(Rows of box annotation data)
+-------+

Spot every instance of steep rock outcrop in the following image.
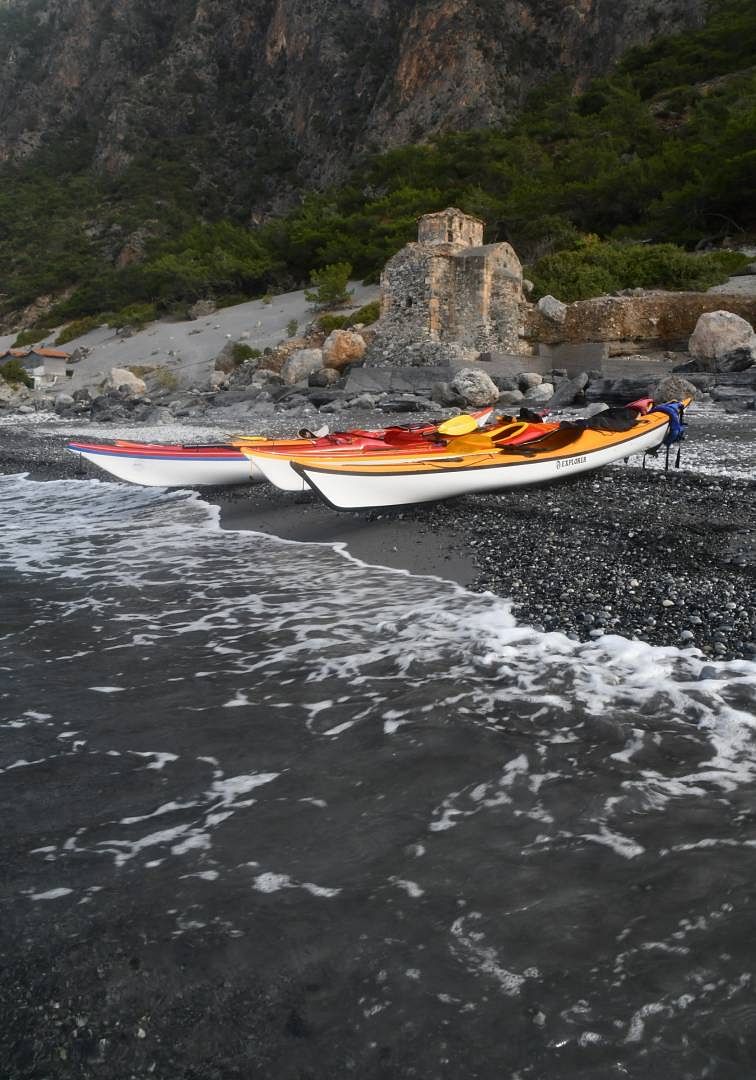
[0,0,703,206]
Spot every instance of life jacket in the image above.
[651,402,687,446]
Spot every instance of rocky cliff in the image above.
[0,0,704,205]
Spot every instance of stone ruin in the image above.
[366,207,524,366]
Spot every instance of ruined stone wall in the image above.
[443,244,523,352]
[417,206,484,247]
[524,292,756,345]
[376,244,453,345]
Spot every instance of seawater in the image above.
[0,476,756,1078]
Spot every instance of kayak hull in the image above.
[243,422,558,491]
[66,443,264,487]
[292,414,669,510]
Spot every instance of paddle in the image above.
[437,413,477,435]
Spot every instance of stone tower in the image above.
[369,207,523,364]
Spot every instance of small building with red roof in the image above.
[0,346,73,390]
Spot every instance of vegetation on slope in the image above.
[0,0,756,325]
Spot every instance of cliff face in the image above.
[0,0,703,204]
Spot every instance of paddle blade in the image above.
[438,413,477,435]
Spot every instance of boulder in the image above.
[497,390,525,406]
[249,367,284,387]
[281,349,323,387]
[187,300,218,319]
[323,330,367,372]
[210,370,228,390]
[491,373,519,390]
[517,372,543,393]
[688,311,756,368]
[431,382,464,407]
[307,367,341,387]
[525,382,554,405]
[536,296,567,323]
[106,367,147,397]
[54,394,76,413]
[451,367,499,408]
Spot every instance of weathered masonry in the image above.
[379,207,524,352]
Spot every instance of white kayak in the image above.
[66,442,262,487]
[292,411,670,510]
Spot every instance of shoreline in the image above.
[0,419,756,661]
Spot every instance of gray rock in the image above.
[281,349,323,387]
[525,382,554,405]
[431,382,464,407]
[307,367,340,387]
[491,374,519,391]
[688,311,756,366]
[451,367,499,408]
[497,390,525,405]
[187,300,218,319]
[54,394,76,413]
[536,296,567,323]
[249,367,284,387]
[517,372,543,393]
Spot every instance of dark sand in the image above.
[0,416,756,660]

+-------+

WHAT YOU ARE ASKED TO DO:
Copy the data above word for word, leaving out the pictures.

REPLY:
Spot every instance of steep rock outcrop in the following image.
[0,0,703,206]
Spot every instance of life jacket in the image above.
[651,402,687,446]
Spot every instance of rocky cliff in the image above.
[0,0,704,205]
Spot every instance of stone ruin in the image above.
[366,207,524,366]
Spot every instance of ruined stone wall in the image above.
[443,244,523,352]
[417,206,484,247]
[524,292,756,345]
[376,244,453,345]
Spot every instance of seawater in the image above.
[0,476,756,1078]
Spot every instance of kayak hull in the image above.
[243,422,558,491]
[66,443,264,487]
[292,414,669,510]
Spot every instance of paddle in the image above.
[437,413,477,435]
Spot every instance of stone tower in the image above.
[369,207,523,364]
Spot every instance of small building with red roof in the image above.
[0,346,73,390]
Spot every instance of vegetation on slope in the image above.
[0,0,756,325]
Spot every instance of cliff face in the image above.
[0,0,703,204]
Spot every instance of paddle blade in the image above.
[438,413,477,435]
Spot every instance of boulder in the image above.
[497,390,525,406]
[249,367,284,387]
[281,349,323,387]
[187,300,218,319]
[323,330,367,372]
[210,370,228,390]
[491,373,519,390]
[517,372,543,393]
[688,311,756,368]
[431,382,464,407]
[307,367,341,387]
[525,382,554,405]
[536,296,567,323]
[106,367,147,397]
[54,394,76,413]
[451,367,499,408]
Spot every instance of weathered masonry in the image above.
[379,207,524,352]
Spot every instance of white kayak in the image above.
[66,442,262,487]
[292,411,670,510]
Spot every instance of shoreline in the image above.
[0,419,756,661]
Spot every instance of gray rock in the image above.
[281,349,323,387]
[525,382,554,405]
[431,382,464,407]
[307,367,340,387]
[491,374,519,391]
[688,311,756,366]
[451,367,499,408]
[497,390,525,405]
[187,300,218,319]
[54,394,76,413]
[536,296,567,323]
[249,367,284,387]
[517,372,543,393]
Spot every instance of dark sand in the image above.
[0,416,756,660]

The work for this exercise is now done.